Work to complete -
Collect every line in the entries below that contains the word "background". Case counts, so only lines with that exact capitalization qualify.

Some records
-------------------------
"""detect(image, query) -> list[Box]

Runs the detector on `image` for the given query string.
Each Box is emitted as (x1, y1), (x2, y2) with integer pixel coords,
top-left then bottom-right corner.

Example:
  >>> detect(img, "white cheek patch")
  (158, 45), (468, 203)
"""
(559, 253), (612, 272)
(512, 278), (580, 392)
-------------------------
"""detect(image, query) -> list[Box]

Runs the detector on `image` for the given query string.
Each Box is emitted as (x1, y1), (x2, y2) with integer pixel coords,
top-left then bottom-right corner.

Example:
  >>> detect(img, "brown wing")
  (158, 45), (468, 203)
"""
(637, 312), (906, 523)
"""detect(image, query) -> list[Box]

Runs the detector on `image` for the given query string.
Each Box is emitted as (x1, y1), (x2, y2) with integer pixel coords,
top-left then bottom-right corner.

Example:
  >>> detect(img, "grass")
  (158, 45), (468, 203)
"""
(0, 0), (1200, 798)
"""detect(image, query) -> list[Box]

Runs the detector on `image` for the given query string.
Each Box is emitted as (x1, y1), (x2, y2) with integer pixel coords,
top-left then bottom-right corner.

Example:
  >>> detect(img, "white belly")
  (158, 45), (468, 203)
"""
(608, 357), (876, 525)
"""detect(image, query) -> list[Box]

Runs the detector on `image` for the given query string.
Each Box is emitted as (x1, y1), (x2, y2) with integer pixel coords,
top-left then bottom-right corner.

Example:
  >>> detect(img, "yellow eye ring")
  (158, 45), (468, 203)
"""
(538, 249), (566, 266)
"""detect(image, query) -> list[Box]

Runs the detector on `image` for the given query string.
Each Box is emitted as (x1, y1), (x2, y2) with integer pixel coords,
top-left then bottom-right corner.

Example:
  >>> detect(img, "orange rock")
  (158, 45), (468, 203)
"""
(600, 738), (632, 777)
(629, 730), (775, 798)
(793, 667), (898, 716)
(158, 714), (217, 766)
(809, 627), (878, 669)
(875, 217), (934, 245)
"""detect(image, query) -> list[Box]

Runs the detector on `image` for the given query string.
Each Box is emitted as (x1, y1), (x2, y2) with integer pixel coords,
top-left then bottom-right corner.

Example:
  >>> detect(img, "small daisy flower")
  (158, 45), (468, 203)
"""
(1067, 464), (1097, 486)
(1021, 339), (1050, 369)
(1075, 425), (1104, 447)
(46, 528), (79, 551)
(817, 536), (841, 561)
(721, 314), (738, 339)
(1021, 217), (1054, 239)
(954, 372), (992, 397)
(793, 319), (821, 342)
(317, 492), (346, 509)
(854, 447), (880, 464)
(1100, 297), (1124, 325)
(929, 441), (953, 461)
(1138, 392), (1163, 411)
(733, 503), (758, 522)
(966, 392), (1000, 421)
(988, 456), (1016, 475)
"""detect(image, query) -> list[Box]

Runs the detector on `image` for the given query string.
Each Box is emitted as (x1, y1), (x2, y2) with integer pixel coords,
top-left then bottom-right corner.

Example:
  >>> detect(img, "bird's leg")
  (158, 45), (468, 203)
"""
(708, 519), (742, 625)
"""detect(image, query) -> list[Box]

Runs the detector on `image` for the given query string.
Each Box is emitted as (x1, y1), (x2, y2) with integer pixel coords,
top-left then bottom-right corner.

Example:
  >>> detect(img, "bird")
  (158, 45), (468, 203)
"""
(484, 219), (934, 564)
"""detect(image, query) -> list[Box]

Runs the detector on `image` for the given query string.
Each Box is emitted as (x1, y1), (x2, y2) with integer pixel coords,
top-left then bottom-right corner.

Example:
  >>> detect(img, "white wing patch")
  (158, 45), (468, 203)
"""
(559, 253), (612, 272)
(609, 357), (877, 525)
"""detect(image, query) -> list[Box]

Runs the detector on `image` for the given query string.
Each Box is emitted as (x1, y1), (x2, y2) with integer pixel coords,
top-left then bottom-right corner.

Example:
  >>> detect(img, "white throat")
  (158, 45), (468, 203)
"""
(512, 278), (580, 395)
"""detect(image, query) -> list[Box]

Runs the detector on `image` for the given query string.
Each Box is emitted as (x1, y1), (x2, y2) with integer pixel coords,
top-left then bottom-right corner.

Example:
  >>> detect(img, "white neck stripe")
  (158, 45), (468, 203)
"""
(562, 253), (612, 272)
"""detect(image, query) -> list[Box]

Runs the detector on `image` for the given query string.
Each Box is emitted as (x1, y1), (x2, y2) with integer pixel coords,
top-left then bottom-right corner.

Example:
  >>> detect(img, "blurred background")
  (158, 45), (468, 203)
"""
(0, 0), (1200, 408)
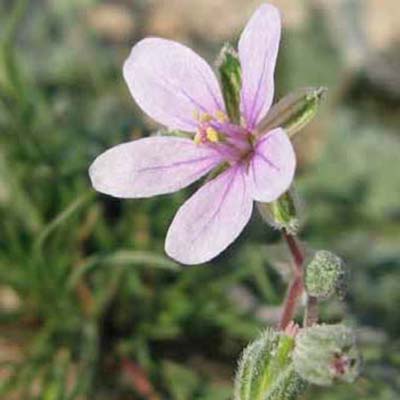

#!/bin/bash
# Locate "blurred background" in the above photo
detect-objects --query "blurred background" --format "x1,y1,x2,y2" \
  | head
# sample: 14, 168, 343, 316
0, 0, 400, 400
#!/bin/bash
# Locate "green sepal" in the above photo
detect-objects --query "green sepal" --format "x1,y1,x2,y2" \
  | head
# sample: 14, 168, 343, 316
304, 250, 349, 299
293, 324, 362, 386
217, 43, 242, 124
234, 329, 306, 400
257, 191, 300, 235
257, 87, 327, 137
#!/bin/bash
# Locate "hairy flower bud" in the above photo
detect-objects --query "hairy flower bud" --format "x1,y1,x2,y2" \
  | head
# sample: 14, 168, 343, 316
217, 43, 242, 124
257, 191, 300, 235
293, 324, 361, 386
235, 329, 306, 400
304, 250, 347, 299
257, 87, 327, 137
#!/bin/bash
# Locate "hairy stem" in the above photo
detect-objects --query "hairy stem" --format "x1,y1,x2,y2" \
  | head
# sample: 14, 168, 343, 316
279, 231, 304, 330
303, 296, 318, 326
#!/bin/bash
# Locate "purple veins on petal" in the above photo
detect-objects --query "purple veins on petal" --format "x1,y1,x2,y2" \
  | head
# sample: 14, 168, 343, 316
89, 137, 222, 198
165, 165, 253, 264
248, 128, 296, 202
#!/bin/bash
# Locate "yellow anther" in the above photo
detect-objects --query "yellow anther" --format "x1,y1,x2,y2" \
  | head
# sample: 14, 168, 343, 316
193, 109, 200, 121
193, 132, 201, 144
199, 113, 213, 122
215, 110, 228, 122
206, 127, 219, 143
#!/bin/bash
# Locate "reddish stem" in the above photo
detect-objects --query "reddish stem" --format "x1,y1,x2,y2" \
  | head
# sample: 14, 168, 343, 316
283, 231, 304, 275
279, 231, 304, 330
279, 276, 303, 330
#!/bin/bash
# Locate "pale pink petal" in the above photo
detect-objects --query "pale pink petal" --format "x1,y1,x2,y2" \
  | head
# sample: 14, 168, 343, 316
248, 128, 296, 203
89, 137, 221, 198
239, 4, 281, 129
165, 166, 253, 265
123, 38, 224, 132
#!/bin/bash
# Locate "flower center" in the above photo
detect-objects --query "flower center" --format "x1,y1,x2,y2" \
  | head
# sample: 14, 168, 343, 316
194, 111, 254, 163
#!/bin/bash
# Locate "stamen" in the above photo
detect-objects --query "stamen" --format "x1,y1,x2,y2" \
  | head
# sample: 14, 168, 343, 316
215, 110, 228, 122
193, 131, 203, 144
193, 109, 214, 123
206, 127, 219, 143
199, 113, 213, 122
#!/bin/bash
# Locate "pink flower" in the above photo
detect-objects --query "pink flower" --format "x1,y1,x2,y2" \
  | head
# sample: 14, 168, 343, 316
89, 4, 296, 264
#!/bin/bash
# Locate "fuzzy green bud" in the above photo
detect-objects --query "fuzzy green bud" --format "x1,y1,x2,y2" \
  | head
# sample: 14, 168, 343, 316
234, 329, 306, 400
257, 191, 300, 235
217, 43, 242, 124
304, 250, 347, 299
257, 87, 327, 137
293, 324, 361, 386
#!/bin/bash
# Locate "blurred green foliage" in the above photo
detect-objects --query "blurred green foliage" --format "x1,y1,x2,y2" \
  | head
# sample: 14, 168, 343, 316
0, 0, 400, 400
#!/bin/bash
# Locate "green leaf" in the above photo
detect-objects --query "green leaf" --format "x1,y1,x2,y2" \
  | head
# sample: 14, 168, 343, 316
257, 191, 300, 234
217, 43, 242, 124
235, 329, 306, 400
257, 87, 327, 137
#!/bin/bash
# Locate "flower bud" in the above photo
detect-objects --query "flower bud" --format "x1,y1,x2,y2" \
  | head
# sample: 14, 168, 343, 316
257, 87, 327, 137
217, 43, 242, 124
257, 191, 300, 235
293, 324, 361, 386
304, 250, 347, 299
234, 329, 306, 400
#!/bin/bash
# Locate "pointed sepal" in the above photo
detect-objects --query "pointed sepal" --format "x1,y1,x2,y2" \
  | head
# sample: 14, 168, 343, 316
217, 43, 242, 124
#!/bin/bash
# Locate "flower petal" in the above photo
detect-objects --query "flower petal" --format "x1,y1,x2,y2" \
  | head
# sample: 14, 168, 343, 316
-------------------------
Output below -
  >>> detect(img, "blurred background")
# Locate "blurred background" in the above photo
detect-objects --query "blurred background" --format "x1,y1,x2,y2" \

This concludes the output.